Your instructions:
Repeat all the records exactly, omitting pictures.

(Rows from a pointing dataset)
# # # # #

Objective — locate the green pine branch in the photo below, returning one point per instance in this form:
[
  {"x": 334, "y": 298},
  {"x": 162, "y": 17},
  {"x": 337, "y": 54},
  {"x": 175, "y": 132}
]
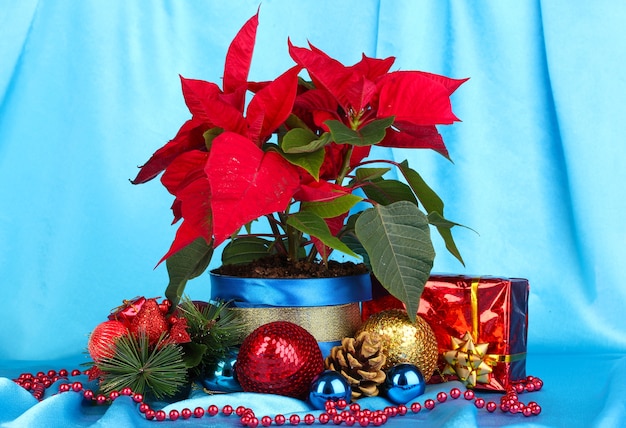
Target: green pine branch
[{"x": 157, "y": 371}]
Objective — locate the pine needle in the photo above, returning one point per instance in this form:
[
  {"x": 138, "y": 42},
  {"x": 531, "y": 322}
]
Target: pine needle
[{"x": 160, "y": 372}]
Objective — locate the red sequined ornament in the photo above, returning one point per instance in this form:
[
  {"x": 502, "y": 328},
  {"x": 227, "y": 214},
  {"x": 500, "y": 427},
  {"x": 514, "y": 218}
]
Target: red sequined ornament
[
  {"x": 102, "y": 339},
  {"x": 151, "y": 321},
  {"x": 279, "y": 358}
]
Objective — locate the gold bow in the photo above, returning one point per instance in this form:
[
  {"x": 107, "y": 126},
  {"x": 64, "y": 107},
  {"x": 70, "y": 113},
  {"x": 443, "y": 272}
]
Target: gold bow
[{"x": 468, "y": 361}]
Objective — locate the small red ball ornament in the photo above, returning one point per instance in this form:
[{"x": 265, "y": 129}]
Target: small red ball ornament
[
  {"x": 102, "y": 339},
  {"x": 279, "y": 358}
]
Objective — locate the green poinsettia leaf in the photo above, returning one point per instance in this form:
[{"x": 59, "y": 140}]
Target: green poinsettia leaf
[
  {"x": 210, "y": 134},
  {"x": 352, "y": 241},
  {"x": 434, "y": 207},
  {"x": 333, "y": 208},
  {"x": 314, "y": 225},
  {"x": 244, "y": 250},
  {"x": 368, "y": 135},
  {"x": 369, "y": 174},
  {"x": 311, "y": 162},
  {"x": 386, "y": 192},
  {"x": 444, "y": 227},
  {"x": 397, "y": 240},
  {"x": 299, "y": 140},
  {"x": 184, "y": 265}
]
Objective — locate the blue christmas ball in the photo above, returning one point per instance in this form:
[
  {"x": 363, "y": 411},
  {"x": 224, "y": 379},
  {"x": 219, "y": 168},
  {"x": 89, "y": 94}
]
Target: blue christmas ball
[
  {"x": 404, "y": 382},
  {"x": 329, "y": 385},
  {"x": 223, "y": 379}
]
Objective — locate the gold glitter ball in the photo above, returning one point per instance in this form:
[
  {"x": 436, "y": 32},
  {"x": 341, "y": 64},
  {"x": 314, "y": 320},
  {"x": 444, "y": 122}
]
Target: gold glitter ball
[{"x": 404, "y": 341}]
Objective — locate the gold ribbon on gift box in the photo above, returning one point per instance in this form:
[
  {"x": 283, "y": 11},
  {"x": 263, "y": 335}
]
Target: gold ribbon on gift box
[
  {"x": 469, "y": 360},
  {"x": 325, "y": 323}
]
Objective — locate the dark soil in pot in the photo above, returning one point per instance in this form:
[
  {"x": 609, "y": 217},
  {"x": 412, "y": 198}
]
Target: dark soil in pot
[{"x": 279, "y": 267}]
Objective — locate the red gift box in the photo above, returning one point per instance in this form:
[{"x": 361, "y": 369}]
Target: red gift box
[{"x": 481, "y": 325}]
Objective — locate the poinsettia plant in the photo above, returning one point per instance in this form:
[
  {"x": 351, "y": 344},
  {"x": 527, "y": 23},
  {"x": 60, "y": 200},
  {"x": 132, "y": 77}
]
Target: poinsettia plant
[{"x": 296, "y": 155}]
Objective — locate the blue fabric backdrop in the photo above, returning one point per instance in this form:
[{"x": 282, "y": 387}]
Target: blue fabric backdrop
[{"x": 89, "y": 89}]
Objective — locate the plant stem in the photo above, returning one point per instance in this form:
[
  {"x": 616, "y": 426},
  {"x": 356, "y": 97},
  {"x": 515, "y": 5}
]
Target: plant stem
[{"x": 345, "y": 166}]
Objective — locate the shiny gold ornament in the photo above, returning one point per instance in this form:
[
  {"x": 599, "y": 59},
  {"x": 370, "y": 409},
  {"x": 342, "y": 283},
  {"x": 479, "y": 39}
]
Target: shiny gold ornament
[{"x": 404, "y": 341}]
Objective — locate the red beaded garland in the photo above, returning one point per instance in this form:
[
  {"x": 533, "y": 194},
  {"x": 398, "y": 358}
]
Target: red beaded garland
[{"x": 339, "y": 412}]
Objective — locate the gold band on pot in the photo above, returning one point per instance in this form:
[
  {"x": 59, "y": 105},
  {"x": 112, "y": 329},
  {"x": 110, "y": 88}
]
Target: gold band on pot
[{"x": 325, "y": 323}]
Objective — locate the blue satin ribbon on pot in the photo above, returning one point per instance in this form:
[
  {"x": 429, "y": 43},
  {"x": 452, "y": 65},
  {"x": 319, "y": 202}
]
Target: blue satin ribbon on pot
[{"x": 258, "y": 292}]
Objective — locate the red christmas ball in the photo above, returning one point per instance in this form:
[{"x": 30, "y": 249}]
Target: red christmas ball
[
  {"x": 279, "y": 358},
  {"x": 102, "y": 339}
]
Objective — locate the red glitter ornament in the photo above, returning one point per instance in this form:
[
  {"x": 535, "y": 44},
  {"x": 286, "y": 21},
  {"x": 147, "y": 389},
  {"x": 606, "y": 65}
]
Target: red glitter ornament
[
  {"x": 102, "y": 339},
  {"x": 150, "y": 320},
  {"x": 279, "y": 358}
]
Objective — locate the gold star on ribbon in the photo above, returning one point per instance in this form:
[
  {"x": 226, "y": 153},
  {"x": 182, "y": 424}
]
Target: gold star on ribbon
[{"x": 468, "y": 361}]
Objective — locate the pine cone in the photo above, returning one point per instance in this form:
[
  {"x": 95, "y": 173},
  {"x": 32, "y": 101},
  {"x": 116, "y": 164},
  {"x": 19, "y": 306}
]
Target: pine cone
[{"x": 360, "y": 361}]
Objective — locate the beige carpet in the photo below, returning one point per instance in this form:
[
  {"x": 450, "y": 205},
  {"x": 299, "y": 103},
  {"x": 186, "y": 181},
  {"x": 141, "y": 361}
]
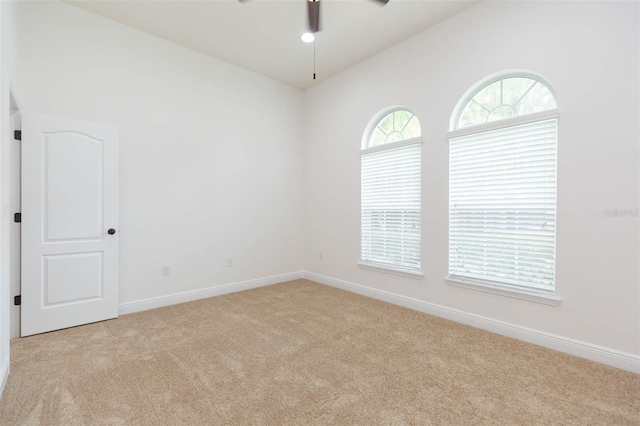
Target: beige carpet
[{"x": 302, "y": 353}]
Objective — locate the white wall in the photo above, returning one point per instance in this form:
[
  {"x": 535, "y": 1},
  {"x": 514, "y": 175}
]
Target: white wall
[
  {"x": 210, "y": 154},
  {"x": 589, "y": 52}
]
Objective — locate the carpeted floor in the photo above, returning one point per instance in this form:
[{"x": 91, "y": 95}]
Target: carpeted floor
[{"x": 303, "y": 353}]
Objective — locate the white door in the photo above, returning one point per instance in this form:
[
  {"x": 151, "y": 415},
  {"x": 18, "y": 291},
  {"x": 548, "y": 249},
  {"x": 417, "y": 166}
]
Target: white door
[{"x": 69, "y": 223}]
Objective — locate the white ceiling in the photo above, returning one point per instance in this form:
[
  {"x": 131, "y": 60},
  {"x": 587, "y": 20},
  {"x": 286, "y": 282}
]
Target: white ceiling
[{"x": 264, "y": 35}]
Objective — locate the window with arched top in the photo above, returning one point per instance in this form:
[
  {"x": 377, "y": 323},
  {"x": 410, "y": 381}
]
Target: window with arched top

# # # # #

Completed task:
Objective — locate the green pine branch in the photo below, returning one point per instance in this form:
[
  {"x": 334, "y": 298},
  {"x": 162, "y": 17},
  {"x": 337, "y": 54},
  {"x": 175, "y": 132}
]
Target: green pine branch
[{"x": 157, "y": 371}]
Objective — locate the pine needle in the photo above, returning one point per instance in this form:
[
  {"x": 138, "y": 42},
  {"x": 531, "y": 322}
]
Target: pine needle
[{"x": 160, "y": 372}]
Objective — locate the red sequined ornament in the photo above, returning one point per instance in this form:
[
  {"x": 502, "y": 328},
  {"x": 227, "y": 214},
  {"x": 500, "y": 427},
  {"x": 514, "y": 218}
]
Target: red sequined ornament
[
  {"x": 102, "y": 339},
  {"x": 151, "y": 321},
  {"x": 279, "y": 358}
]
Objective — locate the gold bow in the photo above, returning one point per instance in this form:
[
  {"x": 107, "y": 126},
  {"x": 64, "y": 107},
  {"x": 70, "y": 113},
  {"x": 443, "y": 272}
]
Target: gold bow
[{"x": 468, "y": 361}]
Objective — locate the small red ball ornament in the photo above, returning one point per instance in this form:
[{"x": 265, "y": 129}]
Target: small red ball ornament
[
  {"x": 102, "y": 339},
  {"x": 279, "y": 358}
]
Objective — locate the green poinsettia leaf in the photo above, returning one point per instance in this form:
[{"x": 59, "y": 140}]
Target: green poinsettia leaf
[
  {"x": 210, "y": 134},
  {"x": 352, "y": 241},
  {"x": 434, "y": 207},
  {"x": 333, "y": 208},
  {"x": 314, "y": 225},
  {"x": 244, "y": 250},
  {"x": 368, "y": 135},
  {"x": 369, "y": 174},
  {"x": 311, "y": 162},
  {"x": 386, "y": 192},
  {"x": 444, "y": 227},
  {"x": 397, "y": 240},
  {"x": 299, "y": 140},
  {"x": 184, "y": 265}
]
Objective — locate the blue christmas ball in the photo above, returning one point per instance in this form:
[
  {"x": 363, "y": 411},
  {"x": 224, "y": 379},
  {"x": 219, "y": 168},
  {"x": 89, "y": 94}
]
Target: blue christmas ball
[
  {"x": 404, "y": 382},
  {"x": 329, "y": 385},
  {"x": 223, "y": 379}
]
Objective — locate the gold glitter ball in the photo above, returning one point per instance in this form:
[
  {"x": 436, "y": 32},
  {"x": 341, "y": 64},
  {"x": 314, "y": 320},
  {"x": 444, "y": 122}
]
Target: gold glitter ball
[{"x": 404, "y": 341}]
Objective — locate the gold ribbon on gift box in the photo above, returning one point per instance in this form:
[
  {"x": 283, "y": 11},
  {"x": 263, "y": 335}
]
Target: gold ribbon on gift box
[
  {"x": 469, "y": 360},
  {"x": 325, "y": 323}
]
Objective — locate the dark soil in pot in the photo above, returning one point per instance in this form:
[
  {"x": 609, "y": 217},
  {"x": 412, "y": 198}
]
Target: dark soil in pot
[{"x": 279, "y": 267}]
Objective — locate the red gift box in the photo above, returning one point per instance in this form:
[{"x": 361, "y": 369}]
Target: red gift box
[{"x": 481, "y": 325}]
Objective — locate the poinsettia plant in the photo above, returning one point per instance in this form:
[
  {"x": 351, "y": 344},
  {"x": 527, "y": 23},
  {"x": 60, "y": 200},
  {"x": 132, "y": 77}
]
Target: poinsettia plant
[{"x": 296, "y": 155}]
Objective — locate the blue fabric backdrop in the photo above, returning one point per instance in this form:
[{"x": 282, "y": 387}]
Target: blue fabric backdrop
[{"x": 89, "y": 89}]
Objective — locate the plant stem in the photo above, returning one point per instance in this form:
[
  {"x": 616, "y": 426},
  {"x": 356, "y": 97},
  {"x": 515, "y": 5}
]
Target: plant stem
[{"x": 345, "y": 166}]
Objective — locate the shiny gold ornament in the photo above, returning one point per instance in this form:
[
  {"x": 599, "y": 59},
  {"x": 370, "y": 409},
  {"x": 342, "y": 283},
  {"x": 479, "y": 39}
]
Target: shiny gold ornament
[{"x": 404, "y": 341}]
Objective — locate the red beaded garland in the photo above, returning one point per instance in this form:
[
  {"x": 533, "y": 194},
  {"x": 398, "y": 358}
]
Target: red beaded garland
[{"x": 339, "y": 412}]
Objective — locate the gold band on pot in the photo above, returning one point per instance in this form:
[
  {"x": 59, "y": 105},
  {"x": 112, "y": 329},
  {"x": 110, "y": 88}
]
Target: gold band on pot
[{"x": 325, "y": 323}]
Objective — locate the blue satin ribbon on pot in the photo above, returning one point per instance in this form:
[
  {"x": 429, "y": 43},
  {"x": 452, "y": 65},
  {"x": 319, "y": 202}
]
Target: blue satin ribbon on pot
[{"x": 258, "y": 292}]
Objective — locate the red christmas ball in the photo above, returning one point per instance in this form:
[{"x": 30, "y": 249}]
Target: red christmas ball
[
  {"x": 279, "y": 358},
  {"x": 102, "y": 339}
]
Objective — locate the red glitter ornament in the photo above, returning one point per instance in this form:
[
  {"x": 535, "y": 44},
  {"x": 286, "y": 21},
  {"x": 147, "y": 389},
  {"x": 606, "y": 65}
]
Target: red glitter ornament
[
  {"x": 102, "y": 339},
  {"x": 150, "y": 320},
  {"x": 279, "y": 358}
]
Objective — locate the gold star on ribbon in the photo above, returning one point per instance in this form:
[
  {"x": 226, "y": 153},
  {"x": 182, "y": 424}
]
Target: gold star on ribbon
[{"x": 468, "y": 361}]
Objective — locate the pine cone in the photo above, returning one point per instance in this form:
[
  {"x": 95, "y": 173},
  {"x": 32, "y": 101},
  {"x": 116, "y": 164},
  {"x": 19, "y": 306}
]
Target: pine cone
[{"x": 360, "y": 361}]
Objective — locate the beige carpet in the photo below, returning one point per instance in this form:
[
  {"x": 450, "y": 205},
  {"x": 299, "y": 103},
  {"x": 186, "y": 181},
  {"x": 141, "y": 361}
]
Target: beige carpet
[{"x": 302, "y": 353}]
Objective — locate the white wall in the photo above, returning one point per instance in this form:
[
  {"x": 535, "y": 1},
  {"x": 514, "y": 175}
]
Target: white wall
[
  {"x": 210, "y": 154},
  {"x": 589, "y": 52}
]
Objective — locate the carpeted floor in the photo above, returning one point per instance in this form:
[{"x": 91, "y": 95}]
Target: carpeted floor
[{"x": 303, "y": 353}]
Objective — locate the white door in the photo above, returning one point per instance in this form:
[
  {"x": 151, "y": 415},
  {"x": 18, "y": 291},
  {"x": 548, "y": 249},
  {"x": 417, "y": 166}
]
Target: white door
[{"x": 69, "y": 223}]
Objective — locate the white ceiling in the photo above, returning one point per instance in this form:
[
  {"x": 131, "y": 60},
  {"x": 587, "y": 20},
  {"x": 286, "y": 282}
]
Target: white ceiling
[{"x": 264, "y": 35}]
Objective — locate the window with arched top in the photo above, returning one point per instance in this form:
[
  {"x": 377, "y": 323},
  {"x": 410, "y": 381}
]
Target: window with arched top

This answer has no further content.